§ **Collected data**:
=-=-=-=-=

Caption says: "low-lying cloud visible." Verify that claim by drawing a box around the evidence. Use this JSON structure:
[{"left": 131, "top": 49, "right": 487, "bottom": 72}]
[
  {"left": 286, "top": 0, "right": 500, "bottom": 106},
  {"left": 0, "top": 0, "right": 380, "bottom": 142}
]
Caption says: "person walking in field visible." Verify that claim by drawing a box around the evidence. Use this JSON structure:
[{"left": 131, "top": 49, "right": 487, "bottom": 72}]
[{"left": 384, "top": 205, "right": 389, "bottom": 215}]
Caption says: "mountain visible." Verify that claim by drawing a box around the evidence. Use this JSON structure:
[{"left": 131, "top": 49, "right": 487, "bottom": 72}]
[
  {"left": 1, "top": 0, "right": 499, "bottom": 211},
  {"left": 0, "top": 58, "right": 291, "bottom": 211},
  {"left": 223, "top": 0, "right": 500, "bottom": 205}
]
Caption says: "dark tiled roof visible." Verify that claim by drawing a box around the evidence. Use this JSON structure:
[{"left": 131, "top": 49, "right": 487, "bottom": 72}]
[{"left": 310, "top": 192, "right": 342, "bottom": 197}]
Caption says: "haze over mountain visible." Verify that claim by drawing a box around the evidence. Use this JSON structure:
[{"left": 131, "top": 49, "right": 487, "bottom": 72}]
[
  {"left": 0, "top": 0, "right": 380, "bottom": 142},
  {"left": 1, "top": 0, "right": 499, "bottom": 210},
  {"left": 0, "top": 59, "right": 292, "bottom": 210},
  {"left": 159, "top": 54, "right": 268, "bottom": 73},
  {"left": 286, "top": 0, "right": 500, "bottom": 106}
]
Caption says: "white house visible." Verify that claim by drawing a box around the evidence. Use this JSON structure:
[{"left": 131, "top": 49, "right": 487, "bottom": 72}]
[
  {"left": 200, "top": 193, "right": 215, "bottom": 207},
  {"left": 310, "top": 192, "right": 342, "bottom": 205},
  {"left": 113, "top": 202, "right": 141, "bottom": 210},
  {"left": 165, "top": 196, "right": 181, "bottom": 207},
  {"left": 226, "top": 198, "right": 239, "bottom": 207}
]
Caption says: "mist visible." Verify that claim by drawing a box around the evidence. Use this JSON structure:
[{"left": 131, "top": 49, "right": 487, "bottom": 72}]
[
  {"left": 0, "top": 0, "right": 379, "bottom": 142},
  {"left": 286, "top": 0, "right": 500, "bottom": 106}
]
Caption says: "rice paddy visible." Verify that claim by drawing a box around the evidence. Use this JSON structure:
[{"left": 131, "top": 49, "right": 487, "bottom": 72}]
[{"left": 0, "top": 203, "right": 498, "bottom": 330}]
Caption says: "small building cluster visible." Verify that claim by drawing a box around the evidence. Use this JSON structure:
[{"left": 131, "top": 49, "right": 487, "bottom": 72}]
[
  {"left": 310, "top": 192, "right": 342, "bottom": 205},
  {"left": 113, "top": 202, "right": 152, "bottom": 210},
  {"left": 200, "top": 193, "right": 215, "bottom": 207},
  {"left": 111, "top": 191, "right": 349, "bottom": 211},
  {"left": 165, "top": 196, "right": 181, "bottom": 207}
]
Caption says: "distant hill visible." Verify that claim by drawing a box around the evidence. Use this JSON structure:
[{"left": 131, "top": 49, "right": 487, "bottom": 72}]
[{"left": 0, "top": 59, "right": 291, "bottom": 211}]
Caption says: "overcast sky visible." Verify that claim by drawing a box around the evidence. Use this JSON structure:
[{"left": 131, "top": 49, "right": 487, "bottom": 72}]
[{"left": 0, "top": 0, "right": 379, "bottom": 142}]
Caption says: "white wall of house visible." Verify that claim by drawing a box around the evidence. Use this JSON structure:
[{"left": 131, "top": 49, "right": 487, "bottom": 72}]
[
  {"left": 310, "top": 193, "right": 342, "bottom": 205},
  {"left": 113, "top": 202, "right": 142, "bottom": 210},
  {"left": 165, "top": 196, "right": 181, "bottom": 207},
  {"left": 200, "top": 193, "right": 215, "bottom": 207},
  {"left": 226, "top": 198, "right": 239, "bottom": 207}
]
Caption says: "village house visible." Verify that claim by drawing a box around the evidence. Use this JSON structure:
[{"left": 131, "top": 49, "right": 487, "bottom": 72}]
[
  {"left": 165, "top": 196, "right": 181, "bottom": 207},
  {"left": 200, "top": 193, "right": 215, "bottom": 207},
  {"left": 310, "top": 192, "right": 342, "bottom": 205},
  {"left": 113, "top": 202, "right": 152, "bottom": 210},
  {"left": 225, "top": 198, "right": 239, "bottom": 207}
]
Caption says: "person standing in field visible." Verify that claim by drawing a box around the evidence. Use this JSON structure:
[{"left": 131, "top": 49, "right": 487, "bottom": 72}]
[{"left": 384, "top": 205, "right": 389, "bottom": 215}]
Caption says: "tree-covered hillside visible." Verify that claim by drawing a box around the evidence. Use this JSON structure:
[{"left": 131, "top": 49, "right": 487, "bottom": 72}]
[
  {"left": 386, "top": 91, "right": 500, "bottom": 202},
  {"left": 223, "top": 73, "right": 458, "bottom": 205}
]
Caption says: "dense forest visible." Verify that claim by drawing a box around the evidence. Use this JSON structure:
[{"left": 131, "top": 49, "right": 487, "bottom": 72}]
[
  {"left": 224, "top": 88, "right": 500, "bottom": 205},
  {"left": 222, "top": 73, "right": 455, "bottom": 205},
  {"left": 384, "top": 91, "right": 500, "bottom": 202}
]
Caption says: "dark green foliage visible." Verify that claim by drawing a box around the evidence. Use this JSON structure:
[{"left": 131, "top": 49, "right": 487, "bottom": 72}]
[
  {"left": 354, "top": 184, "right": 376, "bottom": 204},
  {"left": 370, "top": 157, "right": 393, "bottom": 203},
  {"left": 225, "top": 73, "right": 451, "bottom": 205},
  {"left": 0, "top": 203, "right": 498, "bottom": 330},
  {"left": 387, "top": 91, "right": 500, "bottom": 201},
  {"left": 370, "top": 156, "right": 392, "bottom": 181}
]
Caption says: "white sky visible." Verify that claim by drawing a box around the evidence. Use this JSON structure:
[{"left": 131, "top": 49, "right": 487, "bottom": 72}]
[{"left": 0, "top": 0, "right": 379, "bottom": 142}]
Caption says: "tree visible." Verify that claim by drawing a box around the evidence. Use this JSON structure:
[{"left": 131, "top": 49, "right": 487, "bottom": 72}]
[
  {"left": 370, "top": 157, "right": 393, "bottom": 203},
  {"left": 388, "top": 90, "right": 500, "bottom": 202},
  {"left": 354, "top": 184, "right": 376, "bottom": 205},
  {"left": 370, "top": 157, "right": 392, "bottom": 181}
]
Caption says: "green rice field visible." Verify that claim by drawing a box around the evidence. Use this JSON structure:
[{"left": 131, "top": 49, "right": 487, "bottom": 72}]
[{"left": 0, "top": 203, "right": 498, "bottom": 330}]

=-=-=-=-=

§ **EXERCISE DETAILS**: Please restate the records in full, word for word.

§ **YOUR RESPONSE**:
Caption says: "low-lying cloud visible." Verify that claim by drawing a box around the evidence. Use this JSON structure:
[{"left": 131, "top": 49, "right": 487, "bottom": 72}]
[
  {"left": 286, "top": 0, "right": 500, "bottom": 106},
  {"left": 0, "top": 0, "right": 380, "bottom": 142}
]
Caption says: "person walking in field visible." Verify that claim by drawing a box around the evidence. Use this JSON structure:
[{"left": 131, "top": 49, "right": 487, "bottom": 72}]
[{"left": 384, "top": 205, "right": 389, "bottom": 215}]
Caption says: "mountain visible." Verify that claim by drawing a box around the evidence. Use this JSON structure:
[{"left": 131, "top": 49, "right": 487, "bottom": 72}]
[
  {"left": 1, "top": 0, "right": 499, "bottom": 211},
  {"left": 0, "top": 58, "right": 291, "bottom": 211},
  {"left": 223, "top": 0, "right": 500, "bottom": 205}
]
Caption says: "dark tiled roof visible." Verify that claim by drawing a box around the evidence. Use this JSON structure:
[{"left": 131, "top": 49, "right": 487, "bottom": 72}]
[{"left": 310, "top": 192, "right": 342, "bottom": 197}]
Caption says: "haze over mountain visible." Verify that claim by drawing a box around the evidence. Use this JSON structure:
[{"left": 131, "top": 49, "right": 487, "bottom": 72}]
[
  {"left": 0, "top": 0, "right": 380, "bottom": 142},
  {"left": 1, "top": 0, "right": 499, "bottom": 210},
  {"left": 0, "top": 59, "right": 292, "bottom": 210},
  {"left": 159, "top": 54, "right": 268, "bottom": 73},
  {"left": 286, "top": 0, "right": 500, "bottom": 106}
]
Caption says: "white house visible." Verify that claim by drawing a box around the evidence. Use this JSON structure:
[{"left": 131, "top": 49, "right": 487, "bottom": 72}]
[
  {"left": 200, "top": 193, "right": 215, "bottom": 207},
  {"left": 310, "top": 192, "right": 342, "bottom": 205},
  {"left": 113, "top": 202, "right": 141, "bottom": 210},
  {"left": 165, "top": 196, "right": 181, "bottom": 207},
  {"left": 226, "top": 198, "right": 239, "bottom": 207}
]
Caption says: "mist visible." Verify that claim by drawing a box around the evidence. Use this JSON structure:
[{"left": 131, "top": 49, "right": 487, "bottom": 72}]
[
  {"left": 0, "top": 0, "right": 379, "bottom": 142},
  {"left": 286, "top": 0, "right": 500, "bottom": 106}
]
Caption says: "rice paddy visible." Verify that claim by drawing a box around the evidence. Use this JSON structure:
[{"left": 131, "top": 49, "right": 487, "bottom": 72}]
[{"left": 0, "top": 203, "right": 498, "bottom": 330}]
Caption says: "small building cluster visible." Verify that claim by drawing a box around the evidence. Use this JSON structure:
[{"left": 131, "top": 49, "right": 487, "bottom": 72}]
[
  {"left": 310, "top": 192, "right": 342, "bottom": 205},
  {"left": 113, "top": 202, "right": 152, "bottom": 210},
  {"left": 200, "top": 193, "right": 215, "bottom": 207},
  {"left": 111, "top": 191, "right": 349, "bottom": 211},
  {"left": 165, "top": 196, "right": 181, "bottom": 207}
]
Caption says: "distant hill visible." Verify that claim by drawing a box around the evidence. Use this JSON structure:
[{"left": 131, "top": 49, "right": 487, "bottom": 72}]
[{"left": 0, "top": 59, "right": 291, "bottom": 211}]
Caption says: "overcast sky visible." Verify that claim by drawing a box around the evidence. Use this JSON structure:
[{"left": 131, "top": 49, "right": 487, "bottom": 72}]
[{"left": 0, "top": 0, "right": 379, "bottom": 142}]
Caption says: "white wall of house visible." Verify that claim by drawing a box around the evidence. Use this JSON structure:
[{"left": 131, "top": 49, "right": 487, "bottom": 72}]
[
  {"left": 310, "top": 193, "right": 342, "bottom": 205},
  {"left": 113, "top": 202, "right": 142, "bottom": 210},
  {"left": 165, "top": 196, "right": 181, "bottom": 207},
  {"left": 200, "top": 193, "right": 215, "bottom": 207},
  {"left": 226, "top": 198, "right": 239, "bottom": 207}
]
Caption says: "village house visible." Verify that claim by drawing a box around the evidence. Use this JSON structure:
[{"left": 131, "top": 49, "right": 487, "bottom": 72}]
[
  {"left": 165, "top": 196, "right": 181, "bottom": 207},
  {"left": 200, "top": 193, "right": 215, "bottom": 207},
  {"left": 310, "top": 192, "right": 342, "bottom": 205},
  {"left": 113, "top": 202, "right": 152, "bottom": 210},
  {"left": 225, "top": 198, "right": 239, "bottom": 207}
]
Caption says: "person standing in field visible." Verify that claim by drawing a box around the evidence. Use this JSON structure:
[{"left": 131, "top": 49, "right": 487, "bottom": 72}]
[{"left": 384, "top": 205, "right": 389, "bottom": 215}]
Caption says: "tree-covered hillside visible." Verify that claim by drawing a box around the evidence. Use this JSON structure:
[{"left": 131, "top": 49, "right": 487, "bottom": 72}]
[
  {"left": 386, "top": 91, "right": 500, "bottom": 202},
  {"left": 223, "top": 73, "right": 458, "bottom": 205}
]
Caption says: "dense forest visible." Verify that claim by drawing a box around the evidence. Use this JSON structure:
[{"left": 131, "top": 49, "right": 487, "bottom": 72}]
[
  {"left": 224, "top": 88, "right": 500, "bottom": 205},
  {"left": 222, "top": 73, "right": 455, "bottom": 205},
  {"left": 384, "top": 91, "right": 500, "bottom": 202}
]
Caption says: "dark green foliage visible." Verify that claim by drawing a box around the evidence. Use this JSON structure:
[{"left": 131, "top": 49, "right": 487, "bottom": 72}]
[
  {"left": 354, "top": 184, "right": 376, "bottom": 204},
  {"left": 370, "top": 157, "right": 393, "bottom": 203},
  {"left": 225, "top": 73, "right": 451, "bottom": 205},
  {"left": 0, "top": 203, "right": 498, "bottom": 330},
  {"left": 387, "top": 91, "right": 500, "bottom": 201},
  {"left": 370, "top": 156, "right": 392, "bottom": 181}
]
Caption says: "white sky visible." Verify that claim by drawing a box around the evidence. Use this JSON structure:
[{"left": 131, "top": 49, "right": 487, "bottom": 72}]
[{"left": 0, "top": 0, "right": 379, "bottom": 142}]
Caption says: "tree visible." Verify that claim by drawing a box around the evidence. Use this JSON structure:
[{"left": 131, "top": 49, "right": 487, "bottom": 72}]
[
  {"left": 370, "top": 157, "right": 393, "bottom": 203},
  {"left": 388, "top": 90, "right": 500, "bottom": 202},
  {"left": 354, "top": 184, "right": 376, "bottom": 205},
  {"left": 370, "top": 157, "right": 392, "bottom": 181}
]
Caption says: "green rice field visible." Verify that claim by drawing a box around the evidence. Use this JSON structure:
[{"left": 131, "top": 49, "right": 487, "bottom": 72}]
[{"left": 0, "top": 203, "right": 498, "bottom": 330}]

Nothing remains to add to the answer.